__Directions__:
Lay out the lines of the records below as a Markdown table with the columns "n" and "Line", numbering each row and leaving out any blank lines.

__Coordinate annotation records__:
____

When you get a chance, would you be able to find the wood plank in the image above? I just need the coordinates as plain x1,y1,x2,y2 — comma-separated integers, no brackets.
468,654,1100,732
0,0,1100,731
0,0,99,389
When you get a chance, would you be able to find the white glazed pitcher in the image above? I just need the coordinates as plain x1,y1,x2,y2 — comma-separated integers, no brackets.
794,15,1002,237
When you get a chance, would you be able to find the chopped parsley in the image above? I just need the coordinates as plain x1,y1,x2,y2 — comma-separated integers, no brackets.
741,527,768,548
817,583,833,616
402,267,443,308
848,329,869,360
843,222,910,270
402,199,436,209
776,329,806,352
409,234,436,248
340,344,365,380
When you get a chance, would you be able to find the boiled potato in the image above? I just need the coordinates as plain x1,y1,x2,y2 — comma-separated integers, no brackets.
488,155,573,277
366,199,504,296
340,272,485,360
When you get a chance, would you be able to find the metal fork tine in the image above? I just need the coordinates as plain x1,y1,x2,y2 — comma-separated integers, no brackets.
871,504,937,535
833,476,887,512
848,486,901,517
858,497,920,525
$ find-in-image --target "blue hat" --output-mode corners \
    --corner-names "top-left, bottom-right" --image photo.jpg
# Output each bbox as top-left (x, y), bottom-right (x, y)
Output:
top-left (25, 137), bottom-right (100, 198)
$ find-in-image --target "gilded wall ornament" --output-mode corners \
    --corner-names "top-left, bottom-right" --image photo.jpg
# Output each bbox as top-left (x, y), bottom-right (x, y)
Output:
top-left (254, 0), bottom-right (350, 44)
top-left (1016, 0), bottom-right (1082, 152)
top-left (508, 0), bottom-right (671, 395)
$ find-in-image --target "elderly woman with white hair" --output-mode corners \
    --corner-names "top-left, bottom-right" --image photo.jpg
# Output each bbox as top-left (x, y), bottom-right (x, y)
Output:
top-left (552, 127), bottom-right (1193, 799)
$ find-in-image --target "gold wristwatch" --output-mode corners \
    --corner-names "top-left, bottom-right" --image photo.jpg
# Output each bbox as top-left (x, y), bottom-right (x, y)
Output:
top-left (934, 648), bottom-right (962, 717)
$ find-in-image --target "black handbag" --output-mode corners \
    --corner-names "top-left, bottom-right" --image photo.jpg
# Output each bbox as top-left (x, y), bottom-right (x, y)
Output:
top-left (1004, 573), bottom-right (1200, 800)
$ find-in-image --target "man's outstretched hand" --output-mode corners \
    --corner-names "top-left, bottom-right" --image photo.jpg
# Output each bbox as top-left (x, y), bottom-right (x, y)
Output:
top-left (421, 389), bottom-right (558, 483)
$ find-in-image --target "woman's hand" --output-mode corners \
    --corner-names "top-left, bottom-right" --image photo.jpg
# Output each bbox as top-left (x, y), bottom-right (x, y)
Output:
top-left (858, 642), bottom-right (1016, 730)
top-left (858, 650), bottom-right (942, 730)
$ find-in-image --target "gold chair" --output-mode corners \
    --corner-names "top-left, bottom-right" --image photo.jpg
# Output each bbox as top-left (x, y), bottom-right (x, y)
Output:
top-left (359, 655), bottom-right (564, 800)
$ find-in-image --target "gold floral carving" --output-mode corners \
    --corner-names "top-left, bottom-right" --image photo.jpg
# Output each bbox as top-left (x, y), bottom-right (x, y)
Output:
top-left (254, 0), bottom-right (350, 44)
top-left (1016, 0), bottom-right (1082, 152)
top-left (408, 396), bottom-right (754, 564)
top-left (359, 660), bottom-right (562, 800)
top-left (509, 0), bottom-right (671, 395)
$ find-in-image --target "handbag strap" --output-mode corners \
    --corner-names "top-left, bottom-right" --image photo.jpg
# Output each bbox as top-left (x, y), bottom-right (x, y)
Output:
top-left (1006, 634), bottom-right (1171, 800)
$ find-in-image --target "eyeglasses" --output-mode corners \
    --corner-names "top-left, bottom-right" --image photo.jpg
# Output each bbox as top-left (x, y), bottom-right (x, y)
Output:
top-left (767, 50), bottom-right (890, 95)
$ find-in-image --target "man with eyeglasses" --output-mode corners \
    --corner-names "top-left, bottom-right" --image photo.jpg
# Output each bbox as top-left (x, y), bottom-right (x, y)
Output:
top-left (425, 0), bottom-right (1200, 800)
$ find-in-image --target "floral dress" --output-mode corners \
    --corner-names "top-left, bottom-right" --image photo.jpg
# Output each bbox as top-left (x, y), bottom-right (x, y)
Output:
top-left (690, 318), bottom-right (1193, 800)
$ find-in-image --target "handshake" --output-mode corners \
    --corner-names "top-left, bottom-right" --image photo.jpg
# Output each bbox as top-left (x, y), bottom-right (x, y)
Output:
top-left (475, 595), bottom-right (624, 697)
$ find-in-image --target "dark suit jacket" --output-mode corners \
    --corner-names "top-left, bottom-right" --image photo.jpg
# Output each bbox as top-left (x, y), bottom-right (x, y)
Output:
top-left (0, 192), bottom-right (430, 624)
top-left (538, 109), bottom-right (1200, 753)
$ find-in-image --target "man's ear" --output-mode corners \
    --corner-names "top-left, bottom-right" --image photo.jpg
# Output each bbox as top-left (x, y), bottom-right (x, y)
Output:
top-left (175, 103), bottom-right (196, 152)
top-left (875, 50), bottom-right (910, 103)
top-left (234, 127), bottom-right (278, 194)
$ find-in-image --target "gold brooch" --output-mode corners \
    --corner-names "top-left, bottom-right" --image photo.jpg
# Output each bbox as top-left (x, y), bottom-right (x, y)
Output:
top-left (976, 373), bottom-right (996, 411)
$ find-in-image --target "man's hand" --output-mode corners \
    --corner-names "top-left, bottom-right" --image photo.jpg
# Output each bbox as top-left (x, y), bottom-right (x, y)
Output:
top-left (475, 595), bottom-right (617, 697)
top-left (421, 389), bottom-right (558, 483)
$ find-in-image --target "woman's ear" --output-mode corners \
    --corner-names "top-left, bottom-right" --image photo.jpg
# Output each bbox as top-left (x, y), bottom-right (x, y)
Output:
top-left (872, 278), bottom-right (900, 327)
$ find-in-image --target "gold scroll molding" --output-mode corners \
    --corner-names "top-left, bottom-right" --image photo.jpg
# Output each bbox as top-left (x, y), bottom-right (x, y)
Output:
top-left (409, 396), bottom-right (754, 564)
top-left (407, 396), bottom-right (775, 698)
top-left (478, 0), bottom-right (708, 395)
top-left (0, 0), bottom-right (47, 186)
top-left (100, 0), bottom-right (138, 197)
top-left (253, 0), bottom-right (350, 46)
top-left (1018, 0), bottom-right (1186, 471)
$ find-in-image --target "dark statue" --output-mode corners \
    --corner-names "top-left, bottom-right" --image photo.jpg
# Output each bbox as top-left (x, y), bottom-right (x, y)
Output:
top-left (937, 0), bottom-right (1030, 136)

____

__Result for this task__:
| n | Line |
|---|---|
| 1 | When you get a chance, would you be able to find the wood plank in the image above? I just need the coordinates as plain x1,y1,x2,y2 — comma-separated integers, no brackets. |
| 2 | 468,654,1100,732 |
| 3 | 0,0,1100,731 |
| 4 | 0,0,99,389 |
| 5 | When you get a chance, would you be able to find the white glazed pitcher in the image above? I just need the coordinates as plain x1,y1,x2,y2 — comma-separated integers, no brackets. |
| 6 | 794,15,1002,237 |
| 7 | When you get a chance, would you be able to find the chopped parsley in the image above? I just need the coordinates as plain x1,y1,x2,y2 — comma-separated integers, no brackets. |
| 8 | 741,527,768,548 |
| 9 | 817,583,833,616 |
| 10 | 402,267,443,308 |
| 11 | 848,329,869,360 |
| 12 | 843,222,910,270 |
| 13 | 402,199,436,209 |
| 14 | 776,329,806,352 |
| 15 | 409,234,436,248 |
| 16 | 340,344,365,380 |
| 17 | When you get a chance, would you be able to find the boiled potato in the image above? I just need the coordinates as plain x1,y1,x2,y2 — comma-separated integers, no brackets. |
| 18 | 488,155,573,277 |
| 19 | 366,199,504,296 |
| 20 | 340,272,485,360 |
| 21 | When you get a chance, would you be able to find the metal fork tine in the image above? I just need the coordinates as plain x1,y1,x2,y2 — comma-separated integers, no brackets. |
| 22 | 871,504,937,535 |
| 23 | 833,476,887,512 |
| 24 | 848,486,901,517 |
| 25 | 858,497,920,525 |
| 26 | $ find-in-image --target "blue hat" --output-mode corners \ |
| 27 |     --corner-names "top-left, bottom-right" --image photo.jpg |
| 28 | # Output each bbox as top-left (x, y), bottom-right (x, y) |
| 29 | Output: |
| 30 | top-left (25, 137), bottom-right (100, 198) |
| 31 | $ find-in-image --target "gilded wall ornament" --output-mode corners \ |
| 32 |     --corner-names "top-left, bottom-right" --image photo.jpg |
| 33 | # Output each bbox as top-left (x, y), bottom-right (x, y) |
| 34 | Output: |
| 35 | top-left (254, 0), bottom-right (350, 44) |
| 36 | top-left (1016, 0), bottom-right (1082, 152) |
| 37 | top-left (508, 0), bottom-right (671, 395) |
| 38 | $ find-in-image --target "elderly woman with white hair" --output-mode corners \ |
| 39 |     --corner-names "top-left, bottom-right" --image photo.jpg |
| 40 | # Output each bbox as top-left (x, y), bottom-right (x, y) |
| 41 | Output: |
| 42 | top-left (552, 127), bottom-right (1193, 799) |
| 43 | $ find-in-image --target "gold wristwatch" --output-mode corners \ |
| 44 |     --corner-names "top-left, bottom-right" --image photo.jpg |
| 45 | # Output each bbox as top-left (x, y), bottom-right (x, y) |
| 46 | Output: |
| 47 | top-left (934, 648), bottom-right (962, 717) |
| 48 | $ find-in-image --target "black handbag" --output-mode corners \ |
| 49 |     --corner-names "top-left, bottom-right" --image photo.jpg |
| 50 | # Output each bbox as top-left (x, y), bottom-right (x, y) |
| 51 | Output: |
| 52 | top-left (1004, 573), bottom-right (1200, 800) |
| 53 | $ find-in-image --target "man's outstretched hand" --output-mode corners \ |
| 54 |     --corner-names "top-left, bottom-right" --image photo.jpg |
| 55 | # Output each bbox as top-left (x, y), bottom-right (x, y) |
| 56 | Output: |
| 57 | top-left (421, 389), bottom-right (558, 483) |
| 58 | $ find-in-image --target "woman's hand" --output-mode corners \ |
| 59 |     --corner-names "top-left, bottom-right" --image photo.jpg |
| 60 | # Output each bbox as top-left (x, y), bottom-right (x, y) |
| 61 | Output: |
| 62 | top-left (858, 642), bottom-right (1016, 730) |
| 63 | top-left (858, 650), bottom-right (942, 730) |
| 64 | $ find-in-image --target "gold chair" --output-mode corners \ |
| 65 |     --corner-names "top-left, bottom-right" --image photo.jpg |
| 66 | # Output each bbox as top-left (x, y), bottom-right (x, y) |
| 67 | Output: |
| 68 | top-left (359, 655), bottom-right (564, 800) |
| 69 | $ find-in-image --target "gold floral carving" --output-mode corners \ |
| 70 |     --corner-names "top-left, bottom-right" --image photo.jpg |
| 71 | # Output each bbox as top-left (x, y), bottom-right (x, y) |
| 72 | Output: |
| 73 | top-left (254, 0), bottom-right (350, 44) |
| 74 | top-left (1016, 0), bottom-right (1082, 152) |
| 75 | top-left (408, 396), bottom-right (754, 564) |
| 76 | top-left (359, 660), bottom-right (562, 800) |
| 77 | top-left (509, 0), bottom-right (671, 395) |
| 78 | $ find-in-image --target "handbag strap" --output-mode corners \ |
| 79 |     --corner-names "top-left, bottom-right" --image photo.jpg |
| 80 | # Output each bbox as top-left (x, y), bottom-right (x, y) |
| 81 | Output: |
| 82 | top-left (1006, 634), bottom-right (1171, 800) |
| 83 | $ find-in-image --target "eyeglasses" --output-mode corners \ |
| 84 |     --corner-names "top-left, bottom-right" --image photo.jpg |
| 85 | # Output each bbox as top-left (x, y), bottom-right (x, y) |
| 86 | Output: |
| 87 | top-left (767, 50), bottom-right (890, 95) |
| 88 | $ find-in-image --target "man with eyeglasses" --output-mode corners \ |
| 89 |     --corner-names "top-left, bottom-right" --image photo.jpg |
| 90 | # Output each bbox as top-left (x, y), bottom-right (x, y) |
| 91 | Output: |
| 92 | top-left (425, 0), bottom-right (1200, 800) |
| 93 | $ find-in-image --target "floral dress" --output-mode corners \ |
| 94 |     --corner-names "top-left, bottom-right" --image photo.jpg |
| 95 | # Output each bbox as top-left (x, y), bottom-right (x, y) |
| 96 | Output: |
| 97 | top-left (690, 318), bottom-right (1193, 800) |
| 98 | $ find-in-image --target "handshake" --output-mode corners \ |
| 99 |     --corner-names "top-left, bottom-right" --image photo.jpg |
| 100 | # Output each bbox as top-left (x, y), bottom-right (x, y) |
| 101 | Output: |
| 102 | top-left (475, 595), bottom-right (624, 697) |
| 103 | $ find-in-image --target "dark suit jacket" --output-mode corners \ |
| 104 |     --corner-names "top-left, bottom-right" --image photo.jpg |
| 105 | # Output each bbox as top-left (x, y), bottom-right (x, y) |
| 106 | Output: |
| 107 | top-left (0, 192), bottom-right (430, 624) |
| 108 | top-left (538, 109), bottom-right (1200, 753) |
| 109 | $ find-in-image --target "man's ear" --output-mode corners \ |
| 110 |     --corner-names "top-left, bottom-right" --image photo.jpg |
| 111 | # Output each bbox as top-left (x, y), bottom-right (x, y) |
| 112 | Output: |
| 113 | top-left (175, 103), bottom-right (196, 152) |
| 114 | top-left (875, 50), bottom-right (910, 103) |
| 115 | top-left (234, 127), bottom-right (278, 194) |
| 116 | $ find-in-image --target "gold brooch" --output-mode corners \ |
| 117 |     --corner-names "top-left, bottom-right" --image photo.jpg |
| 118 | # Output each bbox as top-left (x, y), bottom-right (x, y) |
| 119 | Output: |
| 120 | top-left (976, 373), bottom-right (996, 411) |
| 121 | $ find-in-image --target "man's hand" --output-mode corners \ |
| 122 |     --corner-names "top-left, bottom-right" --image photo.jpg |
| 123 | # Output each bbox as top-left (x, y), bottom-right (x, y) |
| 124 | Output: |
| 125 | top-left (475, 595), bottom-right (617, 697) |
| 126 | top-left (421, 389), bottom-right (558, 483) |
| 127 | $ find-in-image --target "woman's ear" --output-mode corners \ |
| 128 |     --corner-names "top-left, bottom-right" --image photo.jpg |
| 129 | # Output each bbox as top-left (x, y), bottom-right (x, y) |
| 130 | Output: |
| 131 | top-left (872, 278), bottom-right (900, 327) |
| 132 | $ find-in-image --target "gold scroll molding" --output-mode corners \ |
| 133 |     --corner-names "top-left, bottom-right" --image photo.jpg |
| 134 | # Output each bbox as top-left (x, y), bottom-right (x, y) |
| 135 | Output: |
| 136 | top-left (409, 396), bottom-right (754, 564) |
| 137 | top-left (407, 396), bottom-right (775, 698) |
| 138 | top-left (478, 0), bottom-right (708, 395) |
| 139 | top-left (0, 0), bottom-right (47, 186) |
| 140 | top-left (100, 0), bottom-right (138, 197) |
| 141 | top-left (253, 0), bottom-right (350, 46) |
| 142 | top-left (1018, 0), bottom-right (1186, 471) |
| 143 | $ find-in-image --target "dark statue" --output-mode corners \ |
| 144 |     --corner-names "top-left, bottom-right" --image photo.jpg |
| 145 | # Output each bbox as top-left (x, y), bottom-right (x, y) |
| 146 | Output: |
| 147 | top-left (937, 0), bottom-right (1030, 136) |